[A run of data]
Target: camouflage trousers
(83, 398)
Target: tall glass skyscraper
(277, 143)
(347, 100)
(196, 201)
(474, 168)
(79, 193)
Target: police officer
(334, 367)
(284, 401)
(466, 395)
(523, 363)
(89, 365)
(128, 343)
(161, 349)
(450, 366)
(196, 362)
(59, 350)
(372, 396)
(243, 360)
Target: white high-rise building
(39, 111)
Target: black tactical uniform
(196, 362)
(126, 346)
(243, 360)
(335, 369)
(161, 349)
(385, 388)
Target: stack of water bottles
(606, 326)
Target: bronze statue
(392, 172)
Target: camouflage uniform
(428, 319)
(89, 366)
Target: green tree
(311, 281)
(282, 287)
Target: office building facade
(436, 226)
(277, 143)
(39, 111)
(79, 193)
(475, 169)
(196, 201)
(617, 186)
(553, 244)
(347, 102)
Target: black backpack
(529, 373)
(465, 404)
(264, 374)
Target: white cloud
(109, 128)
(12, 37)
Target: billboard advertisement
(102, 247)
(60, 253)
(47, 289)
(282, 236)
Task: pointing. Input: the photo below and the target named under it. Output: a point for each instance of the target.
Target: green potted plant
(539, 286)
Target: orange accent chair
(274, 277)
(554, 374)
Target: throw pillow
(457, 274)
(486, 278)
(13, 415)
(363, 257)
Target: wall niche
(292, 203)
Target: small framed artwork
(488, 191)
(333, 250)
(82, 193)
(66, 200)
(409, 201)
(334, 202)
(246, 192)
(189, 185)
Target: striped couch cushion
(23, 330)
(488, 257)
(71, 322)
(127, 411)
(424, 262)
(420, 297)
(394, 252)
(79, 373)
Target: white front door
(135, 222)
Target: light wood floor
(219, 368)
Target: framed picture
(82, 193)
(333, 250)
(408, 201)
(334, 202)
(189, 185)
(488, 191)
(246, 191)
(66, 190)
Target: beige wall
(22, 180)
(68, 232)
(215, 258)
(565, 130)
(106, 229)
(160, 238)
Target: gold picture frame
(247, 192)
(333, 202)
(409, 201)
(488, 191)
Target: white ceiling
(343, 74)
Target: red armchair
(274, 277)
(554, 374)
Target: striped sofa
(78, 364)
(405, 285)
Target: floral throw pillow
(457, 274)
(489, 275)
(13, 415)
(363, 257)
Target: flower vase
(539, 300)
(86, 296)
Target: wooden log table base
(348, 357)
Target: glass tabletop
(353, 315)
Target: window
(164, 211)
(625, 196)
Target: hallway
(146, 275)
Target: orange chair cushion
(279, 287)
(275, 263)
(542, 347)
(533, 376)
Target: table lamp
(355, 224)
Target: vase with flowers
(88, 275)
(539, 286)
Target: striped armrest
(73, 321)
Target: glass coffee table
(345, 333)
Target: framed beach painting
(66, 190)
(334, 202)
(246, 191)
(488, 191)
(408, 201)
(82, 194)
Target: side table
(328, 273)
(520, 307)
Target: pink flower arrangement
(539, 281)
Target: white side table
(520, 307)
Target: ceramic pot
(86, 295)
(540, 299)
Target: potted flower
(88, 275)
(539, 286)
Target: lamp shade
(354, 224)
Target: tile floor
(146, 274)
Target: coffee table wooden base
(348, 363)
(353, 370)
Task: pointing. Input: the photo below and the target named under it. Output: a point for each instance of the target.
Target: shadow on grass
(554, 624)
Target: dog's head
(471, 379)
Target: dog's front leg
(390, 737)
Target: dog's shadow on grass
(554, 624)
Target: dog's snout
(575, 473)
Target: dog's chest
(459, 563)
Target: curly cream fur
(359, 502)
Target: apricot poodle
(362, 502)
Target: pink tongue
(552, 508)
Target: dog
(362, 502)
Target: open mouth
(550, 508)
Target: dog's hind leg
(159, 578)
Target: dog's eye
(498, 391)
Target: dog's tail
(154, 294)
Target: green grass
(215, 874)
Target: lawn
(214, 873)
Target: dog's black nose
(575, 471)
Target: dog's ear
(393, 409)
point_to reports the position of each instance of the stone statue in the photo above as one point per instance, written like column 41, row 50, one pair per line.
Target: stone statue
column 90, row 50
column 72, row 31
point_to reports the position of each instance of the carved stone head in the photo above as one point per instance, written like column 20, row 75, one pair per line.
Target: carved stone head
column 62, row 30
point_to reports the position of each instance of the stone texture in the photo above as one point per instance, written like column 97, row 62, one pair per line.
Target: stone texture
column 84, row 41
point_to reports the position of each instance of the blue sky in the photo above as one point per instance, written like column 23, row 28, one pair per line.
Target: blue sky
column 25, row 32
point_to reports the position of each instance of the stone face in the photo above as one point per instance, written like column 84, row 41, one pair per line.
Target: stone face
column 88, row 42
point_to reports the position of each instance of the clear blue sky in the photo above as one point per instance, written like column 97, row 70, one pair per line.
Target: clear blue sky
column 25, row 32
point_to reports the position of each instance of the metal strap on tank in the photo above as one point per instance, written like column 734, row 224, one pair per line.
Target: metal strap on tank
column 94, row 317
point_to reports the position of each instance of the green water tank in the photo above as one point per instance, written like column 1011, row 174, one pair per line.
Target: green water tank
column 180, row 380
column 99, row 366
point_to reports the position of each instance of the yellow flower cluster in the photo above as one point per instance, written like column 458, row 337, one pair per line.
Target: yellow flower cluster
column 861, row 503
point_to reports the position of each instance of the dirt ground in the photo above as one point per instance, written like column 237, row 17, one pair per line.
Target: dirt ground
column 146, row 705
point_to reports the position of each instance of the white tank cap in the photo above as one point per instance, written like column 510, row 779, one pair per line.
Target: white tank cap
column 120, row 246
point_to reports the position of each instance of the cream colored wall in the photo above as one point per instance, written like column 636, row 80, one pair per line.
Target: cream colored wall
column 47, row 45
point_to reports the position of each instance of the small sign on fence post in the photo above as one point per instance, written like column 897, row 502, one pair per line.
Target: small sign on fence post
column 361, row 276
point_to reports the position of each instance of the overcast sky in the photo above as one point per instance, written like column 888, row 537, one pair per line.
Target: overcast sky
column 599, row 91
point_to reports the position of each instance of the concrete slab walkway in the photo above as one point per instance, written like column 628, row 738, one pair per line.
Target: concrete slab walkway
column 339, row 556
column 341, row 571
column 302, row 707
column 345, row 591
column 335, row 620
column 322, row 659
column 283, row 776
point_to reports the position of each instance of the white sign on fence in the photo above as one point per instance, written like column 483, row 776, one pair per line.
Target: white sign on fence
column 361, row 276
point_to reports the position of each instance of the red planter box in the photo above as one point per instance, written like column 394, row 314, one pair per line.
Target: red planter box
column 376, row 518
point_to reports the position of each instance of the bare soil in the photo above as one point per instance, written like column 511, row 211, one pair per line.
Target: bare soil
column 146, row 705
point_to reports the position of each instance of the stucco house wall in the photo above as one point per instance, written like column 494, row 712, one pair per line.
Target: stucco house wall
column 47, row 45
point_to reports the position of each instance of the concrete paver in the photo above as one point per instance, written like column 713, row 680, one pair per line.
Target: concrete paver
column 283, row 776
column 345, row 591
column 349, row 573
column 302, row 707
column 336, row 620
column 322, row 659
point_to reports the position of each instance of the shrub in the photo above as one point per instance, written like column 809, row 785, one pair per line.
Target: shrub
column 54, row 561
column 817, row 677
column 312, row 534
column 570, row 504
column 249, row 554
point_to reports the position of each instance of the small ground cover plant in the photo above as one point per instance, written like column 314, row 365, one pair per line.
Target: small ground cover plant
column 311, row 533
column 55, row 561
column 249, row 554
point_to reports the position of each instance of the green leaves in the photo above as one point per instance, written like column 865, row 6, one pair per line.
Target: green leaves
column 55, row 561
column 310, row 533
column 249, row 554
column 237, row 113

» **CHALLENGE**
Reproduce all of the data above word for word, with nothing added, dropped, or changed.

» **REPLY TO THE EXERCISE**
Target: camouflage trousers
(83, 398)
Target: tall glass skyscraper
(277, 143)
(347, 100)
(196, 201)
(474, 168)
(79, 193)
Target: police officer
(334, 367)
(284, 401)
(466, 395)
(523, 363)
(89, 365)
(128, 343)
(161, 349)
(450, 366)
(196, 362)
(59, 350)
(372, 396)
(243, 360)
Target: white high-rise building
(39, 111)
Target: black tactical uniform
(196, 362)
(126, 346)
(243, 360)
(335, 369)
(161, 349)
(385, 388)
Target: stack of water bottles
(606, 326)
Target: bronze statue
(392, 172)
Target: camouflage uniform
(428, 319)
(89, 366)
Target: green tree
(311, 281)
(282, 287)
Target: office building facade
(436, 226)
(277, 143)
(39, 111)
(79, 193)
(475, 169)
(196, 201)
(617, 186)
(553, 244)
(347, 102)
Target: black backpack
(529, 373)
(465, 404)
(264, 374)
Target: white cloud
(109, 128)
(12, 37)
Target: billboard advertisement
(102, 247)
(60, 253)
(47, 289)
(282, 236)
Task: pointing. Input: the photo below and the target named under it. Output: a point for each instance of the target.
Target: green potted plant
(539, 286)
Target: orange accent chair
(274, 277)
(554, 374)
Target: throw pillow
(457, 274)
(486, 278)
(13, 415)
(363, 257)
Target: wall niche
(292, 203)
Target: small framed artwork
(488, 191)
(333, 250)
(82, 193)
(66, 200)
(409, 201)
(334, 202)
(246, 192)
(189, 185)
Target: striped couch cushion
(23, 330)
(488, 257)
(71, 322)
(127, 411)
(424, 262)
(420, 297)
(394, 252)
(79, 373)
Target: white front door
(135, 222)
Target: light wood floor
(219, 368)
Target: framed picture
(82, 193)
(333, 250)
(408, 201)
(334, 202)
(189, 185)
(488, 191)
(246, 191)
(66, 190)
Target: beige wall
(22, 180)
(68, 232)
(215, 258)
(565, 130)
(106, 229)
(160, 238)
Target: gold picture frame
(247, 192)
(333, 202)
(409, 201)
(488, 191)
Target: white ceiling
(343, 74)
Target: red armchair
(274, 277)
(554, 374)
Target: striped sofa
(78, 364)
(405, 285)
Target: floral throw pillow
(457, 274)
(489, 275)
(13, 415)
(363, 257)
Target: flower vase
(539, 300)
(86, 296)
Target: wooden log table base
(348, 357)
Target: glass tabletop
(353, 315)
Target: window
(164, 211)
(625, 196)
Target: hallway
(146, 275)
Target: orange chair cushion
(279, 287)
(275, 263)
(542, 347)
(533, 376)
Target: table lamp
(355, 224)
Target: vase with flowers
(88, 275)
(539, 286)
Target: striped armrest
(73, 321)
Target: glass coffee table
(345, 333)
Target: framed beach painting
(66, 190)
(334, 202)
(246, 191)
(488, 191)
(408, 201)
(82, 194)
Target: side table
(328, 273)
(520, 307)
Target: pink flower arrangement
(539, 281)
Target: white side table
(520, 307)
Target: ceramic pot
(86, 295)
(540, 299)
Target: potted flower
(88, 275)
(539, 286)
Target: lamp shade
(354, 224)
Target: tile floor
(146, 274)
Target: coffee table wooden base
(348, 363)
(353, 370)
Task: pointing. Input: the photo below and the target named under it. Output: a point for each instance of the target.
Target: shadow on grass
(554, 624)
Target: dog's head
(471, 379)
Target: dog's front leg
(390, 737)
Target: dog's shadow on grass
(554, 624)
Target: dog's snout
(575, 473)
Target: dog's chest
(459, 563)
Target: curly cream fur
(359, 502)
Target: apricot poodle
(362, 502)
Target: pink tongue
(552, 508)
Target: dog
(362, 502)
Target: open mouth
(550, 508)
Target: dog's hind leg
(159, 578)
Target: dog's eye
(498, 391)
Target: dog's tail
(154, 294)
Target: green grass
(215, 874)
Target: lawn
(214, 873)
Target: dog's black nose
(575, 471)
Target: dog's ear
(393, 409)
point_to reports the position of each instance of the stone statue in the photo above as one point per instance, written like column 41, row 50, one pair per line.
Target: stone statue
column 90, row 50
column 72, row 31
point_to reports the position of each instance of the carved stone head in the photo above as one point per instance, written like column 20, row 75, one pair per line.
Target: carved stone head
column 62, row 30
point_to reports the position of each instance of the stone texture in the photo above as one point per instance, written like column 97, row 62, one pair per line.
Target: stone texture
column 84, row 41
point_to reports the position of each instance of the blue sky in the photo above as one point per instance, written like column 23, row 28, one pair per line.
Target: blue sky
column 25, row 32
point_to reports the position of each instance of the stone face in the photo above as one point per instance, written like column 84, row 41, one pair per line.
Target: stone face
column 88, row 42
point_to reports the position of each instance of the clear blue sky in the photo above as one point per instance, written like column 97, row 70, one pair per line.
Target: clear blue sky
column 25, row 32
point_to reports the position of each instance of the metal strap on tank in the photo above as one point per instance, written like column 734, row 224, one pair per line.
Target: metal strap on tank
column 94, row 317
point_to reports the position of each instance of the green water tank in the photo above as one point per instance, written like column 1011, row 174, one pair per line.
Target: green water tank
column 180, row 380
column 99, row 366
point_to reports the position of each instance of the yellow flower cluster in the photo above as one point per instance, written like column 458, row 337, one pair per line.
Target: yellow flower cluster
column 861, row 503
point_to reports the position of each instance of the dirt ground in the photo above as one point per instance, written like column 237, row 17, one pair per line.
Target: dirt ground
column 146, row 705
point_to reports the position of each instance of the white tank cap in the photo above as one point per instance, written like column 510, row 779, one pair per line.
Target: white tank cap
column 120, row 246
point_to reports the position of each instance of the cream colored wall in the photo above as one point per instance, written like column 636, row 80, one pair per line.
Target: cream colored wall
column 47, row 45
point_to reports the position of each instance of the small sign on fence post in the photo above as one point per instance, written like column 897, row 502, one pair per line.
Target: small sign on fence post
column 361, row 276
point_to reports the position of each instance of the overcast sky in the photo above as one point per instance, written like column 888, row 537, one pair per line.
Target: overcast sky
column 599, row 91
point_to reports the position of each instance of the concrete slab walkway in the photo above as one point per instance, written like column 628, row 738, one pair per line.
Target: concrete slab walkway
column 339, row 556
column 341, row 571
column 302, row 707
column 345, row 591
column 335, row 620
column 322, row 659
column 283, row 776
point_to reports the position of each instance of the white sign on fence in the photo above as one point per instance, written like column 483, row 776, one pair per line.
Target: white sign on fence
column 361, row 276
point_to reports the position of each instance of the red planter box in the photo above as one point per instance, written like column 394, row 314, one pair per line.
Target: red planter box
column 376, row 518
point_to reports the position of each instance of the bare soil in the photo above as one point per instance, written like column 511, row 211, one pair per line.
Target: bare soil
column 146, row 705
point_to reports the position of each instance of the stucco house wall in the photo above as one point per instance, written like column 494, row 712, one pair per line.
Target: stucco house wall
column 47, row 45
point_to reports the position of each instance of the concrete paver in the photo above as one point per instance, written like column 713, row 680, one pair per line.
Target: concrete paver
column 283, row 776
column 345, row 591
column 349, row 573
column 302, row 707
column 336, row 620
column 322, row 659
point_to reports the position of each instance of the shrub in the photo above as one point per instance, written like column 809, row 785, one pair per line.
Target: shrub
column 54, row 561
column 817, row 677
column 312, row 534
column 570, row 504
column 249, row 554
point_to reports the position of each instance of the small ground cover plant in the photo above as one point per instance, written like column 314, row 365, one pair per line.
Target: small ground cover plant
column 311, row 533
column 55, row 561
column 249, row 554
point_to reports the position of each instance of the green leaves in the photo above as one point per instance, written like column 865, row 6, one pair per line.
Target: green leaves
column 55, row 561
column 310, row 533
column 249, row 554
column 237, row 113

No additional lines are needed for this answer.